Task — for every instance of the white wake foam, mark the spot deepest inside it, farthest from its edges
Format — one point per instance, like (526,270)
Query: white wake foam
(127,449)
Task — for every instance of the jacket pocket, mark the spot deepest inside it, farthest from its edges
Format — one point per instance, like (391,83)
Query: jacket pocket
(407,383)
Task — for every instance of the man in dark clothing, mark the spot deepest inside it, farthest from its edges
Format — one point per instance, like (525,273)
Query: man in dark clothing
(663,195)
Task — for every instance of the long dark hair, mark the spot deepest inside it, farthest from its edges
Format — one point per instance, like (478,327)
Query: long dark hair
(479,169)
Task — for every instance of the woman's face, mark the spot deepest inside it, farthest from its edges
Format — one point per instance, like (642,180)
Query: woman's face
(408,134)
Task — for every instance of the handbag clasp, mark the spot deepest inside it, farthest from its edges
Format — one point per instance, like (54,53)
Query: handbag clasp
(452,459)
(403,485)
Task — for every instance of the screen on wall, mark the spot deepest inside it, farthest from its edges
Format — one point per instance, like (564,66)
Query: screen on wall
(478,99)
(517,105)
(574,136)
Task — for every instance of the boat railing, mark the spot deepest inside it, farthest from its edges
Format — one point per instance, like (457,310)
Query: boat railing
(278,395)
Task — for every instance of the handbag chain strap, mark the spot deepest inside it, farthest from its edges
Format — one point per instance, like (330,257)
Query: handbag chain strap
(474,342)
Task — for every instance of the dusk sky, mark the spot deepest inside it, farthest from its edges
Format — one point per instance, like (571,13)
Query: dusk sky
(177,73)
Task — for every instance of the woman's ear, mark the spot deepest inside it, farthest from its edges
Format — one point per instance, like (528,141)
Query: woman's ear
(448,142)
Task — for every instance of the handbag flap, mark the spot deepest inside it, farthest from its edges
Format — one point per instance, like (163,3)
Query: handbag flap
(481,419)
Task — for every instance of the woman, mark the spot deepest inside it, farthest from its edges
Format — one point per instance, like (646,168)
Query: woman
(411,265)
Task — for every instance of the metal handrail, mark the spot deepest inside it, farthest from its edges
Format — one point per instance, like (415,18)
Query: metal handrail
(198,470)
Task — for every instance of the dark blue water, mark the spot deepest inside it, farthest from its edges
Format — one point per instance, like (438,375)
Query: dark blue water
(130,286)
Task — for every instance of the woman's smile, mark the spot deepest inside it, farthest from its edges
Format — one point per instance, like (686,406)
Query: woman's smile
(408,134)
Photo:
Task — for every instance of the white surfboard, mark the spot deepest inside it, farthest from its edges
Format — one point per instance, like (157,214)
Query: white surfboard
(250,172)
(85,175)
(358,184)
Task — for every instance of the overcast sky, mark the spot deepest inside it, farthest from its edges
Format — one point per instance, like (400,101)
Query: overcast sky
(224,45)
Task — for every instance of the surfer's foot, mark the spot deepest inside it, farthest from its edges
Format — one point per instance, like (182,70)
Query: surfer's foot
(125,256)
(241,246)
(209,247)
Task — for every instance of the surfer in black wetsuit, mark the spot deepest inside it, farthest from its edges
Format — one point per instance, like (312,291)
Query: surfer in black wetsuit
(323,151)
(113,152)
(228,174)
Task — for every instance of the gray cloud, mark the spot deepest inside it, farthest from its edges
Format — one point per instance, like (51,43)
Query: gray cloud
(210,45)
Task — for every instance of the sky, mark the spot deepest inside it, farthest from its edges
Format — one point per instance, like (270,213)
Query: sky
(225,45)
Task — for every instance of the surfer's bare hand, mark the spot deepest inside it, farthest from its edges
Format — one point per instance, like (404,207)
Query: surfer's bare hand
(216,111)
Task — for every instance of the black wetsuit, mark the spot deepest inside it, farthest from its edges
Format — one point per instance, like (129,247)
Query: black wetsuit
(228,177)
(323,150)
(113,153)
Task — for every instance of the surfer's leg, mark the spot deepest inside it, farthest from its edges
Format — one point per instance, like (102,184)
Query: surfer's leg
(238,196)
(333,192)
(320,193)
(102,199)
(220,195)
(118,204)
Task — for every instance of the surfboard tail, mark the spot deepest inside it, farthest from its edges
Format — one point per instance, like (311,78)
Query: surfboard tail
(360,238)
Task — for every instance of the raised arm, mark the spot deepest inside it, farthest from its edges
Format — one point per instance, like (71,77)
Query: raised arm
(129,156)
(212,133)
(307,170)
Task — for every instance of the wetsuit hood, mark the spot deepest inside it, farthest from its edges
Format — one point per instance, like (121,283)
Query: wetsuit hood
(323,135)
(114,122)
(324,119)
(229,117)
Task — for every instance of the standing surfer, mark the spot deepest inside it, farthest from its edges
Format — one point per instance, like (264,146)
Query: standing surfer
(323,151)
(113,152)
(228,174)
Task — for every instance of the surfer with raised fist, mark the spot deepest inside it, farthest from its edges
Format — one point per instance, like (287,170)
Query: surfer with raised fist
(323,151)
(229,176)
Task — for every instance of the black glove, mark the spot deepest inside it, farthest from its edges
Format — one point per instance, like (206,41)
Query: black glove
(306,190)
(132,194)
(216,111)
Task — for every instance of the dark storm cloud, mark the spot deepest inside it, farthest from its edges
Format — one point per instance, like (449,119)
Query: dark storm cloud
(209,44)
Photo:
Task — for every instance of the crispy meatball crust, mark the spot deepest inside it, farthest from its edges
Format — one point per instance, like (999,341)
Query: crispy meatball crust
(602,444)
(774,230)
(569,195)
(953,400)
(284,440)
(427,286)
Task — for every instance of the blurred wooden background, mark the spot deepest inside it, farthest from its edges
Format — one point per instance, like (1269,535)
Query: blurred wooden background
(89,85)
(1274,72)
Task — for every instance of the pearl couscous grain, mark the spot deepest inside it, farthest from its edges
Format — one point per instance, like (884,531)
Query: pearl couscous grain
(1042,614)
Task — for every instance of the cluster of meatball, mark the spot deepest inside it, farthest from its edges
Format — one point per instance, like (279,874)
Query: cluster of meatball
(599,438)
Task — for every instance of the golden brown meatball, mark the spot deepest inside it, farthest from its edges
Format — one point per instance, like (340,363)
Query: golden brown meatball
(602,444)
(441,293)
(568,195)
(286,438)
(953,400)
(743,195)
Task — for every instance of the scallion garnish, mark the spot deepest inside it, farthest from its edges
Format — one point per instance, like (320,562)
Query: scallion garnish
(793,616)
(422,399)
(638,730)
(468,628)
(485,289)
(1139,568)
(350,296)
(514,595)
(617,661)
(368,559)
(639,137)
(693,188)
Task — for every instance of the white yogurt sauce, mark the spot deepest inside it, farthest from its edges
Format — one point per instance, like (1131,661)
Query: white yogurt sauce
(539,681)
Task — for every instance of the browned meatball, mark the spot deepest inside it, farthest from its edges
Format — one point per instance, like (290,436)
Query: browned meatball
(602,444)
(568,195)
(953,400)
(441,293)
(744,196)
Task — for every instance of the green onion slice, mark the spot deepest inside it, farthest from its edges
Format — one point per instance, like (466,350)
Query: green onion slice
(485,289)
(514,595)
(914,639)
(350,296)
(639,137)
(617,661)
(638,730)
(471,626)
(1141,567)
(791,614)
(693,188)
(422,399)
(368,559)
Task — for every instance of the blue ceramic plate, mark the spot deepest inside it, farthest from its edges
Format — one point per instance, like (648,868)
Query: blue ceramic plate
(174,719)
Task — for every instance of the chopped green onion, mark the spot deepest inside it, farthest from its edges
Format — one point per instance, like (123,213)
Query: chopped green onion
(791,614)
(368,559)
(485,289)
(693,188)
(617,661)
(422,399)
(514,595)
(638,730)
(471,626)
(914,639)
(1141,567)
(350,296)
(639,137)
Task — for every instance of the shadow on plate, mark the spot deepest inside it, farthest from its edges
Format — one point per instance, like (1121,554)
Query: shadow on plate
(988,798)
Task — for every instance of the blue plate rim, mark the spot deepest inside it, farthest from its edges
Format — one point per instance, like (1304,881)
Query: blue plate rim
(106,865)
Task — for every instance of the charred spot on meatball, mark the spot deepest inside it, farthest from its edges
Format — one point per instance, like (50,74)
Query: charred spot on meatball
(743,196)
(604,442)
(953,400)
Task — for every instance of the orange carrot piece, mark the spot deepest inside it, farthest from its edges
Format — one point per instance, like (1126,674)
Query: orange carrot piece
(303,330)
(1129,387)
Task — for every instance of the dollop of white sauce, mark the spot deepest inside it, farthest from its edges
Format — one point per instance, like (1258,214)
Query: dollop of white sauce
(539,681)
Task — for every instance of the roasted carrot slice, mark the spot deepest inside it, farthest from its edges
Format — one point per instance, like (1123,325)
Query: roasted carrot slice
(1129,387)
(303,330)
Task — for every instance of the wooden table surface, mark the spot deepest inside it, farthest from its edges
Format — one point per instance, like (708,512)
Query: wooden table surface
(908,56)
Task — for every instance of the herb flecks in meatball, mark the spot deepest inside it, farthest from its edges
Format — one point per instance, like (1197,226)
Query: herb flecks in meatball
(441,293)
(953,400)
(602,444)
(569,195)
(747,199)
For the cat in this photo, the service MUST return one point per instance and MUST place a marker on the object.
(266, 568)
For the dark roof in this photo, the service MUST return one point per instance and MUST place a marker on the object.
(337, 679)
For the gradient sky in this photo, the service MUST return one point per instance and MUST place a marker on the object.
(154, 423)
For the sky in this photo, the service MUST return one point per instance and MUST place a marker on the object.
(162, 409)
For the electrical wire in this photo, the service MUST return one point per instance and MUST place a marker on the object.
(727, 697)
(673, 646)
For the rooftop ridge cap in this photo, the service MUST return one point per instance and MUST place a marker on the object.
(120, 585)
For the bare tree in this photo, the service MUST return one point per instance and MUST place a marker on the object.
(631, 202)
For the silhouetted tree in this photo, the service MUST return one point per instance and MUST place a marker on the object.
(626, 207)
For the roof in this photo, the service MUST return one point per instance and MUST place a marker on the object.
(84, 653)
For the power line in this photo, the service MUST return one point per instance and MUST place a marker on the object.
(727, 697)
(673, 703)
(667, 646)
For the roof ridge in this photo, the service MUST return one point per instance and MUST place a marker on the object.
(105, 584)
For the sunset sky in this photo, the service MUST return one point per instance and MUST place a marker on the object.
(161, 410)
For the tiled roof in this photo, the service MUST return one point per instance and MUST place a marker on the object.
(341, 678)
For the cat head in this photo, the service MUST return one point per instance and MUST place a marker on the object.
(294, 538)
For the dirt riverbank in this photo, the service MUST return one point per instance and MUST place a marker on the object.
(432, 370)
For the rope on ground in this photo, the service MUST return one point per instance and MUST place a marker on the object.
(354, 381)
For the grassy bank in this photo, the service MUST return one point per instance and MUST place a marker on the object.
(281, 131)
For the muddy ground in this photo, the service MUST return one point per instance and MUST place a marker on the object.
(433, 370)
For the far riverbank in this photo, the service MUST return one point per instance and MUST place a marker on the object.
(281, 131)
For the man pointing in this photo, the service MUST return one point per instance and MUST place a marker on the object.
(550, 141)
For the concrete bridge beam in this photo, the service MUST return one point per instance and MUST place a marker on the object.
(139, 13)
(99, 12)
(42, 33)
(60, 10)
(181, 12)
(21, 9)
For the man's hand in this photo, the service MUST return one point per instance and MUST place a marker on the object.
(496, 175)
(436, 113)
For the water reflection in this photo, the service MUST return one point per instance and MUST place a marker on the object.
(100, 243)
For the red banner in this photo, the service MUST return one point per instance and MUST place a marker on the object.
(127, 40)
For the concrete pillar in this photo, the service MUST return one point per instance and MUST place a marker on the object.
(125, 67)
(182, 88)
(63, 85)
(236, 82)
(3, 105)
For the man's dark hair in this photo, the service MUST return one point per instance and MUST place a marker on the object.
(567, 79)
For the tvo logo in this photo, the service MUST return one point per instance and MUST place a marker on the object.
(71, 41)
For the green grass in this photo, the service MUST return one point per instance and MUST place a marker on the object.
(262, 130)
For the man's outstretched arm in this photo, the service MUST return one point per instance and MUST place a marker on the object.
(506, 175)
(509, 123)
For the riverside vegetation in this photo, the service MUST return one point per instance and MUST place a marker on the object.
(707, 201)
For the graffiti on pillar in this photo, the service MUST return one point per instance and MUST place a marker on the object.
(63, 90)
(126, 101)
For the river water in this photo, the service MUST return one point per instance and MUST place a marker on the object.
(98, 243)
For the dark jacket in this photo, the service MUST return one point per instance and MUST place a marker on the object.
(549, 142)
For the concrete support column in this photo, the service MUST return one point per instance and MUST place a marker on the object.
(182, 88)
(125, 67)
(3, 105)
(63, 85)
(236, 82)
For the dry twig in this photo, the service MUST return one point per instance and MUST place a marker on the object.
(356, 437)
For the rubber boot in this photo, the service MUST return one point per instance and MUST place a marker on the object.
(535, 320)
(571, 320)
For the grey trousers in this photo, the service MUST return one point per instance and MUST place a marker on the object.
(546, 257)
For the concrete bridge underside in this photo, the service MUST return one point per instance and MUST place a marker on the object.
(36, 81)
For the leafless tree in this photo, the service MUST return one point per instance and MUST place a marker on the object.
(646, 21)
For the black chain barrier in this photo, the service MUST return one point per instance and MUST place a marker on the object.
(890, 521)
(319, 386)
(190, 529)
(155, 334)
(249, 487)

Exercise prompt → Exactly reproduce the lines beginning with the one that contains "For the river water" and ending with the last line of the material, both included. Leave out everything else.

Solution to the problem →
For the river water in this photo, the service MUST return one point per instance and MUST place a marker on the object.
(98, 243)
For the dark jacket in this photo, the service MUST return one point per instance and MUST place a marker on the object.
(549, 142)
For the concrete support column in this photo, the service MUST return one point per instance and MUST place a marker on the object.
(182, 88)
(125, 67)
(3, 105)
(63, 85)
(236, 82)
For the dry twig in this photo, the service MUST return one point per instance and MUST place a marker on the object.
(356, 437)
For the rubber boot in this photo, the service MUST return one point per instance and MUST place a marker on the object.
(535, 320)
(571, 320)
For the grey trousers in this photo, the service MUST return one point per instance and MUST place a marker on the object.
(546, 257)
For the concrete bridge underside in this photo, the service MUST return one point per instance and MUST place a marker on the object.
(36, 81)
For the leafless tree in this photo, the service MUST return one point per instance and MUST place a marker on the object.
(646, 21)
For the black chain barrier in this photo, the service MUST return one point per instance and MUST place a marker on the object.
(890, 521)
(319, 386)
(190, 529)
(155, 334)
(249, 487)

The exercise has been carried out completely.